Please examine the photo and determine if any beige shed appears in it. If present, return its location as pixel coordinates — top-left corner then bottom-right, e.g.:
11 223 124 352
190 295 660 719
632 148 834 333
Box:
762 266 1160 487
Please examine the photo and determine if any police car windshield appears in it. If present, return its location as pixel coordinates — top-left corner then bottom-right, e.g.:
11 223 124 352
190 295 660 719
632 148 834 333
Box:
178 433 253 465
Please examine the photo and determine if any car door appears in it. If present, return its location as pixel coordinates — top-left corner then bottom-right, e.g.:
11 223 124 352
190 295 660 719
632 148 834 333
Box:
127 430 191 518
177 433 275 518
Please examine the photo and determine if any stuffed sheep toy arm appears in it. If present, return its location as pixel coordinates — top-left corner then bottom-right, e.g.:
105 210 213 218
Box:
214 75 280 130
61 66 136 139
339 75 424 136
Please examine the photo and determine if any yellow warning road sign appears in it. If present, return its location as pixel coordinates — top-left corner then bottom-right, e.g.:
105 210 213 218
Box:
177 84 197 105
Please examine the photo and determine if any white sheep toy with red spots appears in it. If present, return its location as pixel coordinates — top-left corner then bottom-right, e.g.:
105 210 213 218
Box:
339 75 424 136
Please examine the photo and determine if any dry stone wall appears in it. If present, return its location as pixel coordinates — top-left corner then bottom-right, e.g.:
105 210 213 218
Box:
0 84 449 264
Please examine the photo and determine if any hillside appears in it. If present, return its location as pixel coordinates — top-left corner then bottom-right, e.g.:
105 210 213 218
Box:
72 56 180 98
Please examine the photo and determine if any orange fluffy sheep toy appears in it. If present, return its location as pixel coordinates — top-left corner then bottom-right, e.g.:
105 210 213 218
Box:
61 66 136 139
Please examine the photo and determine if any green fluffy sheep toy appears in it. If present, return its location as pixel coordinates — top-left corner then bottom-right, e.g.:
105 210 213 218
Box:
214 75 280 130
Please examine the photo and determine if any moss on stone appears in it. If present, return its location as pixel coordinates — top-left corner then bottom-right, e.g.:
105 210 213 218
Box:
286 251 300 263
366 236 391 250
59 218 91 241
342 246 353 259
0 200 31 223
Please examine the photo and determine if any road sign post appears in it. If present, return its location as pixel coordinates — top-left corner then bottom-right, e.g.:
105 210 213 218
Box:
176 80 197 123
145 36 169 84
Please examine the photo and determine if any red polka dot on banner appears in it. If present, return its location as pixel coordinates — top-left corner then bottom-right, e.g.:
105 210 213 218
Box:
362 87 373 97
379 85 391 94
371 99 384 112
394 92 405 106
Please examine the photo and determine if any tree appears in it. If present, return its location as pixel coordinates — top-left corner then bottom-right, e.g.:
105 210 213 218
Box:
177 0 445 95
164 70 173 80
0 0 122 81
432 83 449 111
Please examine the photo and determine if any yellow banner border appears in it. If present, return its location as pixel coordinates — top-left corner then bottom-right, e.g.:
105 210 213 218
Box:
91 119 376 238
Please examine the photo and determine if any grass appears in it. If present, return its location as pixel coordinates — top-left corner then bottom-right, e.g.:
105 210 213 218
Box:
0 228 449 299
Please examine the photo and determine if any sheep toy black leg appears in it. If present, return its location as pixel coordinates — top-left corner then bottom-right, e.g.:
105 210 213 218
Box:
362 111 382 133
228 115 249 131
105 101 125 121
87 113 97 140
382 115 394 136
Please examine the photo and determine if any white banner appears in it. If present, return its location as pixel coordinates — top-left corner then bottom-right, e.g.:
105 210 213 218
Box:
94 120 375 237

• Task
How many lines in the items above contain the string "sign"? Reply with the number only.

• Finished answer
2